For the word "metal", give the number of lines in these entries that contain it, with nothing else.

--

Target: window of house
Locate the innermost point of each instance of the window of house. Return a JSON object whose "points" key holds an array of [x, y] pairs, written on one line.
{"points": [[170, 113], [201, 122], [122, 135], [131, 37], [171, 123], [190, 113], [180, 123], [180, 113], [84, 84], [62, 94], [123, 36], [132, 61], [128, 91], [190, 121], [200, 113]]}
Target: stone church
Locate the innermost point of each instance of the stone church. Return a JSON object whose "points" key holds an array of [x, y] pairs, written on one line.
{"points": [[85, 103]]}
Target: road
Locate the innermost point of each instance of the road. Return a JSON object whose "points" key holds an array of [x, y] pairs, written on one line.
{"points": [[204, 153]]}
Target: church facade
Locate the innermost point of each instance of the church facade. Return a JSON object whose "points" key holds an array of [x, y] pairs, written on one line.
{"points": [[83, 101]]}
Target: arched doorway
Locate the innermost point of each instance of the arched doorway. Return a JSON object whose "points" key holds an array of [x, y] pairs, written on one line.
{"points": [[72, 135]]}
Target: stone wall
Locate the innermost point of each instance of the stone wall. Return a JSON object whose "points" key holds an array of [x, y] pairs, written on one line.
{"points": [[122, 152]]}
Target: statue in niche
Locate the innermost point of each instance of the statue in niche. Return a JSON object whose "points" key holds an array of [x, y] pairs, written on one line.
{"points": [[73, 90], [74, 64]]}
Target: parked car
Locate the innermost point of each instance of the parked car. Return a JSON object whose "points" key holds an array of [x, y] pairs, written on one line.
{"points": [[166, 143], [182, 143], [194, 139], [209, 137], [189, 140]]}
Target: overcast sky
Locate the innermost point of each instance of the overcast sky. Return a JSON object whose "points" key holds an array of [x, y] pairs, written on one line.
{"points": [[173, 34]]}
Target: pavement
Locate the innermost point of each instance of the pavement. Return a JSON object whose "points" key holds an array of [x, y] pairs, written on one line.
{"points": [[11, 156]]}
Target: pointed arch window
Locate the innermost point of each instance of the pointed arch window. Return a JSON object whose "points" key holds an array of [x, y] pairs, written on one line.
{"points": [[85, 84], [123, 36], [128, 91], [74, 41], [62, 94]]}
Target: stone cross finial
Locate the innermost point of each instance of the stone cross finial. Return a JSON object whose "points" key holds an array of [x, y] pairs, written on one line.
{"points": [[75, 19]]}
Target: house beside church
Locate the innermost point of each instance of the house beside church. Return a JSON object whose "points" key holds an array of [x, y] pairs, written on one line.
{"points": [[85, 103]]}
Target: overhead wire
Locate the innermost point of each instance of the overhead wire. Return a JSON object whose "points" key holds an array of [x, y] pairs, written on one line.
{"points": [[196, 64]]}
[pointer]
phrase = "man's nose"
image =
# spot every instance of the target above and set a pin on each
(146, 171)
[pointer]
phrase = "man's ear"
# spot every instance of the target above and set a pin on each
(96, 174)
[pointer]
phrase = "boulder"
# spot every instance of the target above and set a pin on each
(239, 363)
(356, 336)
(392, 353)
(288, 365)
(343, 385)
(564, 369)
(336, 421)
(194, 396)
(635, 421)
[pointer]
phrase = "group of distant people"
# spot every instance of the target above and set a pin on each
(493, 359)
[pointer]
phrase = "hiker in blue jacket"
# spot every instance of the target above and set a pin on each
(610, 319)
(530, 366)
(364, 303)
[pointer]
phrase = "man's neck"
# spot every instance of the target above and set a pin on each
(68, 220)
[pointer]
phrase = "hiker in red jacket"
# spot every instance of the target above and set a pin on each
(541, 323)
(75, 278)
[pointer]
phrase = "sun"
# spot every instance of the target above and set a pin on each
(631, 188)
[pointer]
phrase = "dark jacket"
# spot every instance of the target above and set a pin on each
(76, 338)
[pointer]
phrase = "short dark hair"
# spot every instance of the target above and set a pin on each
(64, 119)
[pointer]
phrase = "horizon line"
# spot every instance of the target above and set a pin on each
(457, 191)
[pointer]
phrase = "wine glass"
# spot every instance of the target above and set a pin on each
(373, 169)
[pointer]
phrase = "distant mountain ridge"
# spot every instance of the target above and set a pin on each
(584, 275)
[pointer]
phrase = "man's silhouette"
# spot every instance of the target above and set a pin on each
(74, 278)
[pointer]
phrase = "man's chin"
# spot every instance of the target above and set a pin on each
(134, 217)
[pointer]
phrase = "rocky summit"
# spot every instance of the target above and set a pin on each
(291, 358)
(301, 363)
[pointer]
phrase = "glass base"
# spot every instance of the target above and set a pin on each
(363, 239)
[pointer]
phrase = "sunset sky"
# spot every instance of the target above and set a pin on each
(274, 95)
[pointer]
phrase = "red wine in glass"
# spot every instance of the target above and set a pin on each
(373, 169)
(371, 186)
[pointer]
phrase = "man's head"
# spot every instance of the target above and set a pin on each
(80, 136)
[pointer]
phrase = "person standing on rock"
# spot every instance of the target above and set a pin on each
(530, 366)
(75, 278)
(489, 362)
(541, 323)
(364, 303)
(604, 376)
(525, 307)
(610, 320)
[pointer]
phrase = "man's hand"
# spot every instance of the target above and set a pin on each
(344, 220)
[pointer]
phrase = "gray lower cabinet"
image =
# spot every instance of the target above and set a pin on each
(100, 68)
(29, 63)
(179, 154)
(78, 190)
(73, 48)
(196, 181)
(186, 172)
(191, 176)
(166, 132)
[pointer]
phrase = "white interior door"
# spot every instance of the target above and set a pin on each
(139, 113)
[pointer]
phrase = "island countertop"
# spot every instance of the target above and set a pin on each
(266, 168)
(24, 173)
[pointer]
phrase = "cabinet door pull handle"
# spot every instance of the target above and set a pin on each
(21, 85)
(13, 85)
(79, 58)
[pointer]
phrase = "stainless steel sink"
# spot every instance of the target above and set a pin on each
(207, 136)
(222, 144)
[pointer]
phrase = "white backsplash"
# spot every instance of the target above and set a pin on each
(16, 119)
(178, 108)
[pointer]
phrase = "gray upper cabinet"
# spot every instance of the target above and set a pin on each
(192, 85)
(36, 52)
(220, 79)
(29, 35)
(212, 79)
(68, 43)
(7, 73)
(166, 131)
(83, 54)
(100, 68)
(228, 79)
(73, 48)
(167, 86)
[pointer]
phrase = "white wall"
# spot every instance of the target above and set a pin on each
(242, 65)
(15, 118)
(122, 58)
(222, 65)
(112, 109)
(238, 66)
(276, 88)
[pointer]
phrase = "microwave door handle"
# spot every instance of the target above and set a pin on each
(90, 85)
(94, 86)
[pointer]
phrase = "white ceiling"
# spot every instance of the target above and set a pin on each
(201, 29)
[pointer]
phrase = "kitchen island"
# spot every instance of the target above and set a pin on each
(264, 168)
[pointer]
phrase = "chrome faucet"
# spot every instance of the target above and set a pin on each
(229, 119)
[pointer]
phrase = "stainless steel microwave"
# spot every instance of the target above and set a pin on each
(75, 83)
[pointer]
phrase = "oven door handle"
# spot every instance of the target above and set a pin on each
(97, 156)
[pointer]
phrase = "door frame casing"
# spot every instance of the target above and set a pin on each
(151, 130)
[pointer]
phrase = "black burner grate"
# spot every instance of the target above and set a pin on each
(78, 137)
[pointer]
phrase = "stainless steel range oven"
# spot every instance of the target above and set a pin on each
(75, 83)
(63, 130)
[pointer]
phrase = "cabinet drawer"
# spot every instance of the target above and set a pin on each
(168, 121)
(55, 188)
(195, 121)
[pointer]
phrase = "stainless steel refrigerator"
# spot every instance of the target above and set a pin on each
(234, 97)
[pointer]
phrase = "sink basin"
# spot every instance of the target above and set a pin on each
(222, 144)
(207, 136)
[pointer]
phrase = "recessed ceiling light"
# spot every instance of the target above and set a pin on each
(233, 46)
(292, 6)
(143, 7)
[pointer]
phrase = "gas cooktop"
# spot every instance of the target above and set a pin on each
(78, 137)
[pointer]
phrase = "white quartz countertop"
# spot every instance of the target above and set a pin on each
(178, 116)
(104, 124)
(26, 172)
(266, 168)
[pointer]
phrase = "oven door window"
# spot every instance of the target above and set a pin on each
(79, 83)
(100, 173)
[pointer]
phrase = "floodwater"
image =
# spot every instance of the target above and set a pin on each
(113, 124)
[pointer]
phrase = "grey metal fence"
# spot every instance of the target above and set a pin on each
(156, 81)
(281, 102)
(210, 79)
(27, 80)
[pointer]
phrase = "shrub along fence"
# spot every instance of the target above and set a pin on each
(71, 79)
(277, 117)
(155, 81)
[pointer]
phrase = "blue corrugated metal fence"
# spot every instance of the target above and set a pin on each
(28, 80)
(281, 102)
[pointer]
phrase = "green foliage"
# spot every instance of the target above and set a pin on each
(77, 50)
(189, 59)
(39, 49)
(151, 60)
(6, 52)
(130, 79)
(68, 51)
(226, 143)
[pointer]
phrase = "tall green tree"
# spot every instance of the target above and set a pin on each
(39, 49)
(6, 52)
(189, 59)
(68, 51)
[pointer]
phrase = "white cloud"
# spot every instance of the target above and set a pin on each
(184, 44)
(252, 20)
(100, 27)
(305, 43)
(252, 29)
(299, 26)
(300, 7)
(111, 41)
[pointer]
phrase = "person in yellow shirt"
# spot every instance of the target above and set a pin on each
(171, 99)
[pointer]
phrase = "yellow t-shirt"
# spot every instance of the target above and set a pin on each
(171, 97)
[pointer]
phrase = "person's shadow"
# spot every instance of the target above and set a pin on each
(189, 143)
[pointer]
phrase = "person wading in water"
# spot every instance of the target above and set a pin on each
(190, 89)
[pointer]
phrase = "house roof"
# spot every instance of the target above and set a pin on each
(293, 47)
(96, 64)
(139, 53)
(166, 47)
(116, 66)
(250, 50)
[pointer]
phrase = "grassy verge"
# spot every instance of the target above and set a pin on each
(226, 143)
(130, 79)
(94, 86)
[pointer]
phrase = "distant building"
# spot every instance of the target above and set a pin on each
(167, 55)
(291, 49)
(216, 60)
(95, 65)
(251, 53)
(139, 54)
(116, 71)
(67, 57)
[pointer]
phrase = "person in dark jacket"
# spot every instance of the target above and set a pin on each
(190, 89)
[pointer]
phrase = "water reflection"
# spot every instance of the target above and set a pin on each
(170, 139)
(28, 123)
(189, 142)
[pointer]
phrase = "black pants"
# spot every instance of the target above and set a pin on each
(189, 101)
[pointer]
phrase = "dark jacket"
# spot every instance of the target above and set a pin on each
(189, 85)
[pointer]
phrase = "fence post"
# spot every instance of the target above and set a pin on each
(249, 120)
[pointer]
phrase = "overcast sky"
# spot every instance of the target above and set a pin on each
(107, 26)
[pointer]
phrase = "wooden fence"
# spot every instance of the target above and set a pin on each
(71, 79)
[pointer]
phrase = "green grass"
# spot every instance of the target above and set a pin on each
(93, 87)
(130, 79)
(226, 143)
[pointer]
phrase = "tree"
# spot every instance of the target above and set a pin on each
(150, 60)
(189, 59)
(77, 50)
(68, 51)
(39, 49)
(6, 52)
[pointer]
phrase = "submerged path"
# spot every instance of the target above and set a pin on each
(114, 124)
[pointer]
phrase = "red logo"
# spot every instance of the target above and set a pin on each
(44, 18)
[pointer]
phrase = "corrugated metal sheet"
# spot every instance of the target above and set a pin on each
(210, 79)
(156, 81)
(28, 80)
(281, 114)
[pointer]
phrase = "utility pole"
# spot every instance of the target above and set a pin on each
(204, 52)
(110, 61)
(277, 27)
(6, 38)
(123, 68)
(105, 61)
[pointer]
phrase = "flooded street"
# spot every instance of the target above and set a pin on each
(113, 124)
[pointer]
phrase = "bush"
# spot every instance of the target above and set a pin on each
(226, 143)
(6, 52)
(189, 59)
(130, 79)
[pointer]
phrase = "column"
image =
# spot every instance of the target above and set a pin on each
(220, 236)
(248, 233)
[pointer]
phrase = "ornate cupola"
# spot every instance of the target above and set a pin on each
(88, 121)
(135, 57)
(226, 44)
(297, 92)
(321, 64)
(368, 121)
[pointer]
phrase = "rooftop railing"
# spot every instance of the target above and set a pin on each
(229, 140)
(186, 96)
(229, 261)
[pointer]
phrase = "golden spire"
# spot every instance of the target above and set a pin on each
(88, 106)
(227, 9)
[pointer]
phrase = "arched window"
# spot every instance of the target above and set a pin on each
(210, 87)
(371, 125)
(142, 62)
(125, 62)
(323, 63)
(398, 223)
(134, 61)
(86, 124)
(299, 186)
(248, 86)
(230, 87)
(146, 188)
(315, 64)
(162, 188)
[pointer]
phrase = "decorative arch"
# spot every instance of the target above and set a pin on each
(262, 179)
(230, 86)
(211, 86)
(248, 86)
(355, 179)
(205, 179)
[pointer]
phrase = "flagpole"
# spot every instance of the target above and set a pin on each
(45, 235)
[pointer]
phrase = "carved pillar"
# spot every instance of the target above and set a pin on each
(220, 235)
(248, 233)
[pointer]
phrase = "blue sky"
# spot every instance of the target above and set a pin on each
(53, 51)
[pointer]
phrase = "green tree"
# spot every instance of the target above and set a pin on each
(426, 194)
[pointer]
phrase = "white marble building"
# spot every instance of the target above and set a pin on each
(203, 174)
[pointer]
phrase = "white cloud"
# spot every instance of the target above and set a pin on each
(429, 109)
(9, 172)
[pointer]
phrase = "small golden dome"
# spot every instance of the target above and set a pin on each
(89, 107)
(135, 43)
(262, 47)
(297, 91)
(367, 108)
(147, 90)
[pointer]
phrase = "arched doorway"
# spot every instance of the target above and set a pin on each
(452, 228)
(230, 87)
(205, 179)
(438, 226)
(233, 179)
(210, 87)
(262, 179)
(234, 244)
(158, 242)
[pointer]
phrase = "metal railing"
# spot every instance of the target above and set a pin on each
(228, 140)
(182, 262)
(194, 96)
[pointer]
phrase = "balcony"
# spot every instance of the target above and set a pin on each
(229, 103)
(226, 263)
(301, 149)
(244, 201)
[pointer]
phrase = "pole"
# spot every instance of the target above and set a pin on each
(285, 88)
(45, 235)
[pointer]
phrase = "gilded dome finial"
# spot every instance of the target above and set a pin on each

--

RESULT OF THIS EXERCISE
4